↓↓↓
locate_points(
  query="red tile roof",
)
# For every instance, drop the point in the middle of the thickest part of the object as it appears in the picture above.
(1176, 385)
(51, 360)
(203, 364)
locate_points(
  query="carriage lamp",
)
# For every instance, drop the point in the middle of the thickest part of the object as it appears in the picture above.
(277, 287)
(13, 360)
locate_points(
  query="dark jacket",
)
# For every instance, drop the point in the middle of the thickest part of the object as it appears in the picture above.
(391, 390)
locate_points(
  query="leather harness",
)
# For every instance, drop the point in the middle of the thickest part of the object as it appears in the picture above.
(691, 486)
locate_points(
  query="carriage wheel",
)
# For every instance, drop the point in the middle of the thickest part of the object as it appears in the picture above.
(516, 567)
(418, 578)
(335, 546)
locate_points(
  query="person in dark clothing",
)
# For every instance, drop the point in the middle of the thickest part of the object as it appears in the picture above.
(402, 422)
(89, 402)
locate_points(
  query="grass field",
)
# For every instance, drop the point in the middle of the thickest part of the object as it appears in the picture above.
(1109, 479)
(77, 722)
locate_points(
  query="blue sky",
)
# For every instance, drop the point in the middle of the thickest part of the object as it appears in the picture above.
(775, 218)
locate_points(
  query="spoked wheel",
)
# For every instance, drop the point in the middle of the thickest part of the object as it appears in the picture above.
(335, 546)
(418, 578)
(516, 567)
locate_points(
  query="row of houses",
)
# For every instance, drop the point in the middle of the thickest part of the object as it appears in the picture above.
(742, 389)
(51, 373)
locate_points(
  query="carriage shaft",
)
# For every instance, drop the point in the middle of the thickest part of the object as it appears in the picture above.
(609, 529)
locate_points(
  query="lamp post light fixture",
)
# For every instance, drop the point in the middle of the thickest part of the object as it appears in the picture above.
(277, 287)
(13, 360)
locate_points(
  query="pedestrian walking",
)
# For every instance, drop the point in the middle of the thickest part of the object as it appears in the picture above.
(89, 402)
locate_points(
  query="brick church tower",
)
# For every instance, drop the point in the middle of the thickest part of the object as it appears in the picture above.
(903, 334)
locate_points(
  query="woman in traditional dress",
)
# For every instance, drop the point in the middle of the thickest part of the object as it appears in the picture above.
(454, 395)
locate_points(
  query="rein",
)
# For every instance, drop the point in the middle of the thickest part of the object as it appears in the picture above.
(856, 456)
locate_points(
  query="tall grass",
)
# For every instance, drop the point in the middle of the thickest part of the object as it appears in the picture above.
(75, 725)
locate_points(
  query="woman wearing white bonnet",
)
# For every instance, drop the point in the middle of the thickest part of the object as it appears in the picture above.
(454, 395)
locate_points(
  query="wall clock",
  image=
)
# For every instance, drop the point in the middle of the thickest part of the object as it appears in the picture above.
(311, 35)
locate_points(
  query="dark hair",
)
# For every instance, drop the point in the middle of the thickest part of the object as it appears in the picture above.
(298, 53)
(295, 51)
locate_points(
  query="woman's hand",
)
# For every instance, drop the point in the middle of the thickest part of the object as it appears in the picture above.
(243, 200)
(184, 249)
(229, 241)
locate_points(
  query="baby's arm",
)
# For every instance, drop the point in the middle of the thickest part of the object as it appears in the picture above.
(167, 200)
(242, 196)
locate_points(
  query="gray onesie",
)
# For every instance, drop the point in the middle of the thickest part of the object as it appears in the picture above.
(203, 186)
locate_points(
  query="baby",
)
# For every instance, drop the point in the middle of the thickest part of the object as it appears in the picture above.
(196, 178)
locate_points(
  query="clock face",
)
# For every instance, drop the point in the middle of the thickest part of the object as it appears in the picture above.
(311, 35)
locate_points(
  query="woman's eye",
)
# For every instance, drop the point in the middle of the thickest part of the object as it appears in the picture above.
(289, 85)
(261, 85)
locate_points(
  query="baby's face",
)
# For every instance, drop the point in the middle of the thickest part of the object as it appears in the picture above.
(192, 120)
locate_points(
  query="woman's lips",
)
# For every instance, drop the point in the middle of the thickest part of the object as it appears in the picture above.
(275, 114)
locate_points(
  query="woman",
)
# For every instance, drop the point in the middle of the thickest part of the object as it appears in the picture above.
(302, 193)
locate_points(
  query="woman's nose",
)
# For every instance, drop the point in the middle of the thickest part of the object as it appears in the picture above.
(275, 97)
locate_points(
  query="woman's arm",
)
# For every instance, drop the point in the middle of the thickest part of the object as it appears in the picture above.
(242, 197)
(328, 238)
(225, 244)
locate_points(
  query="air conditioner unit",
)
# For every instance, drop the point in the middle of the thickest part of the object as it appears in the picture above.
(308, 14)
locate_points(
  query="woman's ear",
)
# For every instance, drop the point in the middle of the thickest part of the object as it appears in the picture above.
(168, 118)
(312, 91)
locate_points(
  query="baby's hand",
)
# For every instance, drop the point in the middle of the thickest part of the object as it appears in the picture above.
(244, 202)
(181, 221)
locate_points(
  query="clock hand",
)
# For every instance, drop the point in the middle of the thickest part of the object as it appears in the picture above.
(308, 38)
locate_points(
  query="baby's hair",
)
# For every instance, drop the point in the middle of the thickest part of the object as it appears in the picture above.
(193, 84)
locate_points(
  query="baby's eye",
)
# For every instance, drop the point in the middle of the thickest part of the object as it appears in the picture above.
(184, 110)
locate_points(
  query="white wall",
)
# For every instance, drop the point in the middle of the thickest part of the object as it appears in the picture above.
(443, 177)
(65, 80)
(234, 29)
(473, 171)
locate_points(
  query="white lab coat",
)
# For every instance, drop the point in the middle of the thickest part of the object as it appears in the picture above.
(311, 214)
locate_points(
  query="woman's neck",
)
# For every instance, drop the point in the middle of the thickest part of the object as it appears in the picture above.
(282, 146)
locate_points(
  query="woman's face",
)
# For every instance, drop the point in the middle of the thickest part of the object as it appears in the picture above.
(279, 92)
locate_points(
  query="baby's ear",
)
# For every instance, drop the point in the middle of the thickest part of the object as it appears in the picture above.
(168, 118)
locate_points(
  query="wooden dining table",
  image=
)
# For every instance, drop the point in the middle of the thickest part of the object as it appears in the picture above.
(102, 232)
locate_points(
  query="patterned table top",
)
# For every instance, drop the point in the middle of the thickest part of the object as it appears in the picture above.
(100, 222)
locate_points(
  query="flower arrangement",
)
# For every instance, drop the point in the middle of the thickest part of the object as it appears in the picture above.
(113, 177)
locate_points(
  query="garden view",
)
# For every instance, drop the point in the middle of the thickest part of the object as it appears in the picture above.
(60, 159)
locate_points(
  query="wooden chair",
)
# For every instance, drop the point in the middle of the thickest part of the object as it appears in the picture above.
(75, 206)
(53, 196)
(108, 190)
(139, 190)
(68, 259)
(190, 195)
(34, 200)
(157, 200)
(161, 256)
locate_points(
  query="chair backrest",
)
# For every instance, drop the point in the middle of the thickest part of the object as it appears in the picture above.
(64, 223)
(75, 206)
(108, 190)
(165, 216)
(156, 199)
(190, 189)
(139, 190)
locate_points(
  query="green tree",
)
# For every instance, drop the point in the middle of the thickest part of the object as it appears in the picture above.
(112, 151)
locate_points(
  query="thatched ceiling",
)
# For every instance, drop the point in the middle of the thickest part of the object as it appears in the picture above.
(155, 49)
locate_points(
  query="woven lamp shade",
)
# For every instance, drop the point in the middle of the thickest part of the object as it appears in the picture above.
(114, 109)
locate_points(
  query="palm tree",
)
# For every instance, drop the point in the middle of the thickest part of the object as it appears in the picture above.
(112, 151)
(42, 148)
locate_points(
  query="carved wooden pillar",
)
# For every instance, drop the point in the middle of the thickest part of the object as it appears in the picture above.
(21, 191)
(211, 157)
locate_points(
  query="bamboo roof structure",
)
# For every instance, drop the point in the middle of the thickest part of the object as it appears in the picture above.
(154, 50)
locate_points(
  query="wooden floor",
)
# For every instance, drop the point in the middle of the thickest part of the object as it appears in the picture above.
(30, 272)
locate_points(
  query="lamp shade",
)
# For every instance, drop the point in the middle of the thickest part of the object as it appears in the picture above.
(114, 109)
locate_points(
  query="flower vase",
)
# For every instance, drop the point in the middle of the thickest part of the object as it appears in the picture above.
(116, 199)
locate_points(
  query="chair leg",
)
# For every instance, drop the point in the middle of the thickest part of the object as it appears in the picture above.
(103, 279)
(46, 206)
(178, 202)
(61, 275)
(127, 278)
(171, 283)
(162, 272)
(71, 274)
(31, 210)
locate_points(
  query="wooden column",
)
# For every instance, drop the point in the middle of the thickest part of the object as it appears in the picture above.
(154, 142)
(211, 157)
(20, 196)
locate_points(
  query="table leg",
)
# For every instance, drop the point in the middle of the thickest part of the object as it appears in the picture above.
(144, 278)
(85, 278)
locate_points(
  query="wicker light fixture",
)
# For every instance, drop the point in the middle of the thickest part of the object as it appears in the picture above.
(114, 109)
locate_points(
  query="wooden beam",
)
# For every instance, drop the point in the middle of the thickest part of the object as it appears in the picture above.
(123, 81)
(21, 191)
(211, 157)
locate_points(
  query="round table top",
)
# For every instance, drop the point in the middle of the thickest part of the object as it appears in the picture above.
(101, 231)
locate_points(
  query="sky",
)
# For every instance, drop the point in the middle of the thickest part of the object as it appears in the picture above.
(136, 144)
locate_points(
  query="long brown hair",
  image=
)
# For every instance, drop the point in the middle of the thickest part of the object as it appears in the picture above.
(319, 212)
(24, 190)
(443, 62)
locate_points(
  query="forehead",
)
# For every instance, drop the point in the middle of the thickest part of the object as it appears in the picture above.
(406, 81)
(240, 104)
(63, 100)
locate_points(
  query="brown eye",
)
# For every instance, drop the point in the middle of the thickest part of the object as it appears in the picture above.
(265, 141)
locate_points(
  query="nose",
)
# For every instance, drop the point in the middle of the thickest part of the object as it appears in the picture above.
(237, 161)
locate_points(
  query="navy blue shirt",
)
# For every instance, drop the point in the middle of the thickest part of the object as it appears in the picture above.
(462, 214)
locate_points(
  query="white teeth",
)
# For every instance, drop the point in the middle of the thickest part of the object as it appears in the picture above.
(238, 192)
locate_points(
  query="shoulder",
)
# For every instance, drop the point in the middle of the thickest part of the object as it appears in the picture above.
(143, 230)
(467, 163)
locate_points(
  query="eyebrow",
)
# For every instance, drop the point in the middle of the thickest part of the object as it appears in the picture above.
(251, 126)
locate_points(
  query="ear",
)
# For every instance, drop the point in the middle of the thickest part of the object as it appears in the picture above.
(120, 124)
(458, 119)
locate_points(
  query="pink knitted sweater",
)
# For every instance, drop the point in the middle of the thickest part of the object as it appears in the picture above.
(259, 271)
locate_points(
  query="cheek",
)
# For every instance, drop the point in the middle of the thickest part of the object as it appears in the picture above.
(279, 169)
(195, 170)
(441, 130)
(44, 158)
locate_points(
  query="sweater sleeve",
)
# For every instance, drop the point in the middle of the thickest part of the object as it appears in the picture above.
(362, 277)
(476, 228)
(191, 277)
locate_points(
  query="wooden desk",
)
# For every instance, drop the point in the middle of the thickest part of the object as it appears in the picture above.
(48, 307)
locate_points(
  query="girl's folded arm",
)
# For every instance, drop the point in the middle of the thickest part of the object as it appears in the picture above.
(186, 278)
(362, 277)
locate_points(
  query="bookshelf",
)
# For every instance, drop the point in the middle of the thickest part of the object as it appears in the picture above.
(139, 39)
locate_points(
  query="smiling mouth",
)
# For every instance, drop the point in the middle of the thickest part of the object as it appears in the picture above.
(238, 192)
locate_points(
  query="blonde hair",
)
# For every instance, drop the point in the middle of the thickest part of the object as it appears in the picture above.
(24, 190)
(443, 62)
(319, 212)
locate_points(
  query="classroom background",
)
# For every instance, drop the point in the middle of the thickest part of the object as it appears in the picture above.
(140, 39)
↑↑↑
Find every line in the records above that contains the word "chair", and copy each of those lines.

  query="wooden chair",
  query="chair backrest",
  query="chair leg",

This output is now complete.